### TASK REQUIREMENTS:
Of all the lines in the entries below, give again exactly those starting at the line containing "Find the clear" and ending at the line containing "Find the residential", both ends included, and no others.

### EXERCISE INPUT:
__________________________________________________
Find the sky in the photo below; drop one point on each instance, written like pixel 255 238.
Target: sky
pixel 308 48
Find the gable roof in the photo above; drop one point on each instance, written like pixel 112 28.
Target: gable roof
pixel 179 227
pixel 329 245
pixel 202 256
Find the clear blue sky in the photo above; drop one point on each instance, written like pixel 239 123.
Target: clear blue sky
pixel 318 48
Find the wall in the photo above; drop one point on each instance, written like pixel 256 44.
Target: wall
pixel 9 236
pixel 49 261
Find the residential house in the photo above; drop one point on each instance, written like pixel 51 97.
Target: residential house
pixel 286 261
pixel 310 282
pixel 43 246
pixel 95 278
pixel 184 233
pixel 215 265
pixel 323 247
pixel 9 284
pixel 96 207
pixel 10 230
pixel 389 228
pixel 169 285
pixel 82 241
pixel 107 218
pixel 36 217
__________________________________________________
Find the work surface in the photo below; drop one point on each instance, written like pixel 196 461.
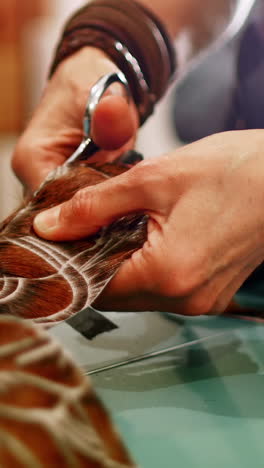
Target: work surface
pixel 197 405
__________________________________________________
### TASK SOLUTION:
Find the clear blue sky in the photo above; drop one point on each instance, written like pixel 239 123.
Target: clear blue sky
pixel 318 48
Find the wall in the photo above; drop one point on each instance, written like pixel 256 44.
Target: wall
pixel 9 236
pixel 49 261
Find the residential house in the photo above; drop one point on each instance, written like pixel 51 97.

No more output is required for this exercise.